*BRIEF:*
Extract the forum post below on finding max and min values per set of initials in VBA Excel, and reproduce all of it word for word, leaving the material that follows it aside.

*TEXT TO READ:*
-- START --

Finding Max & Min for varying lines in a list VBA excel - vba

I'm having trouble turning my thought process into tangible code and honestly I'm not sure where to start with the code. I have a data set with two applicable columns, for the sake of simplicity we'll say A and B. A contains a list of three initials followed by a number, ex. JFD3, JFD2, JFD6, EUW1, YMG2, YMG3. Column B has a value. I need to find the range of the highest to lowest values for each set of initials, which has me thinking a max - min solution. The list of initials isn't necessarily in order, and there could be one set of initials(with a net variance of 0, which is OK), or up to 8 sets of initials, with the numbers not necessarily being consecutive. I was thinking some sort of Match(Left(3)) but i don't think that would encompass everything.
Any ideas on where to start would be much appreciated. I'll be happy to clarify if theres any questions.

-- END --

*DATASET EXCERPT:*

-- START --

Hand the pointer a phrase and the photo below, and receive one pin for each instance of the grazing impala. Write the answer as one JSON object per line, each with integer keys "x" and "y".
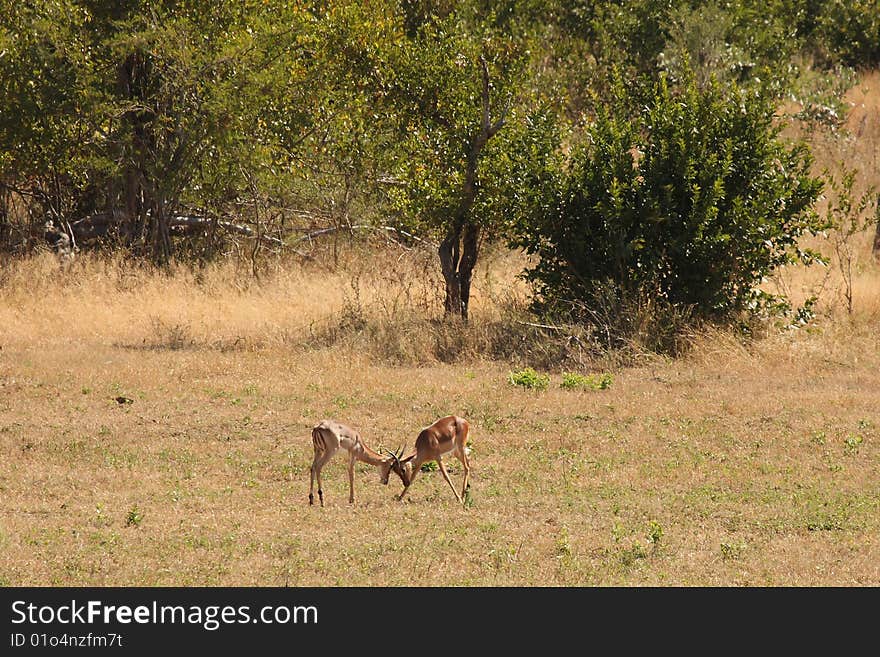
{"x": 327, "y": 438}
{"x": 447, "y": 435}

-- END --

*FINISHED TASK:*
Finding Max & Min for varying lines in a list VBA excel - vba

I'm having trouble turning my thought process into tangible code and honestly I'm not sure where to start with the code. I have a data set with two applicable columns, for the sake of simplicity we'll say A and B. A contains a list of three initials followed by a number, ex. JFD3, JFD2, JFD6, EUW1, YMG2, YMG3. Column B has a value. I need to find the range of the highest to lowest values for each set of initials, which has me thinking a max - min solution. The list of initials isn't necessarily in order, and there could be one set of initials(with a net variance of 0, which is OK), or up to 8 sets of initials, with the numbers not necessarily being consecutive. I was thinking some sort of Match(Left(3)) but i don't think that would encompass everything.
Any ideas on where to start would be much appreciated. I'll be happy to clarify if theres any questions.